(Point annotation dataset entries)
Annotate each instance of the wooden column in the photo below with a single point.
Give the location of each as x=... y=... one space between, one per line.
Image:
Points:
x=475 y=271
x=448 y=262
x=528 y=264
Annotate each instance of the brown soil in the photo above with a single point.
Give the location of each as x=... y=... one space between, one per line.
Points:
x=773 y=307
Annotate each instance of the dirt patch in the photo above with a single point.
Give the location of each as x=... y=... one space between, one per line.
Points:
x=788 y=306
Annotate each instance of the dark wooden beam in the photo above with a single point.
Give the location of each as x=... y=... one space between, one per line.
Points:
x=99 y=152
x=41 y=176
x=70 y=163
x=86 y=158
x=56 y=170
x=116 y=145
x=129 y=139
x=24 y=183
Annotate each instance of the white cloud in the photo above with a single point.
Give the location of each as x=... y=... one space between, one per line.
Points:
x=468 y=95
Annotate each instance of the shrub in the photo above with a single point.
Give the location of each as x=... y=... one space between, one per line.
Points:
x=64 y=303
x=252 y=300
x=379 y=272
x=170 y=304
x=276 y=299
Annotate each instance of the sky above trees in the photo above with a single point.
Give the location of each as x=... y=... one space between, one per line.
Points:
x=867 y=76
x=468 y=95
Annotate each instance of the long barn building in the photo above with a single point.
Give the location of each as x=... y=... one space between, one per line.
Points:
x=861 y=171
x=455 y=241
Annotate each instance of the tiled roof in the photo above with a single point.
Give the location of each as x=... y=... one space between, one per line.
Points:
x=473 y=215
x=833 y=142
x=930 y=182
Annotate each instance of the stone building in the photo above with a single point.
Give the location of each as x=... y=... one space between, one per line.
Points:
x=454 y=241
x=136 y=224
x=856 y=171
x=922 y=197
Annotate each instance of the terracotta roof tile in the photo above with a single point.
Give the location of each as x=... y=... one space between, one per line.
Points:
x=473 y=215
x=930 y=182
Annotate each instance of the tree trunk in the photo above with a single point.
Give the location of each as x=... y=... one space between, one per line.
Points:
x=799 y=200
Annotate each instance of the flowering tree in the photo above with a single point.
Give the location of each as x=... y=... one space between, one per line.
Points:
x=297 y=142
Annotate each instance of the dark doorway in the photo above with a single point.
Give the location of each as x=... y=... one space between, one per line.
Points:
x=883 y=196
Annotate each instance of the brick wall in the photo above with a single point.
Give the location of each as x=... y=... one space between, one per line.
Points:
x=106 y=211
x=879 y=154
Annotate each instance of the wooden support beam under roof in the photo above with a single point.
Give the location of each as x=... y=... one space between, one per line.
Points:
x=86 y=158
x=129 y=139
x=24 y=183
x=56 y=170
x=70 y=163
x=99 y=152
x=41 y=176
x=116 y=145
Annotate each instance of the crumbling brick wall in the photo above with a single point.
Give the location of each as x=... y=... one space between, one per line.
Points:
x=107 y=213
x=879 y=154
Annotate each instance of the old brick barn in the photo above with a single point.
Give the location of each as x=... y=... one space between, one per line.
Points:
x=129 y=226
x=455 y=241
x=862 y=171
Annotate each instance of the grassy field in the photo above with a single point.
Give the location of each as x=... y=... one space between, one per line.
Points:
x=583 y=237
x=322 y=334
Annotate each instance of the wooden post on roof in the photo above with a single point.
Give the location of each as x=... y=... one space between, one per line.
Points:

» **GIVEN TASK**: Put the lines of the entries, from the first line through the line containing "x=788 y=306", into a JSON list of strings with one string per line. Leave out any blank lines.

» **FINISHED TASK**:
[
  "Annotate each instance of the wooden column in the photo below with a single point.",
  "Give the location of each as x=... y=... one space between, one per line.",
  "Image:",
  "Points:",
  "x=475 y=271",
  "x=448 y=262",
  "x=528 y=264",
  "Annotate each instance of the brown soil in the photo above with a single point.",
  "Give the location of each as x=... y=... one space between, one per line.",
  "Points:",
  "x=773 y=307",
  "Annotate each instance of the dirt patch in the photo above with a single point.",
  "Give the location of each as x=... y=... one space between, one per line.",
  "Points:",
  "x=788 y=306"
]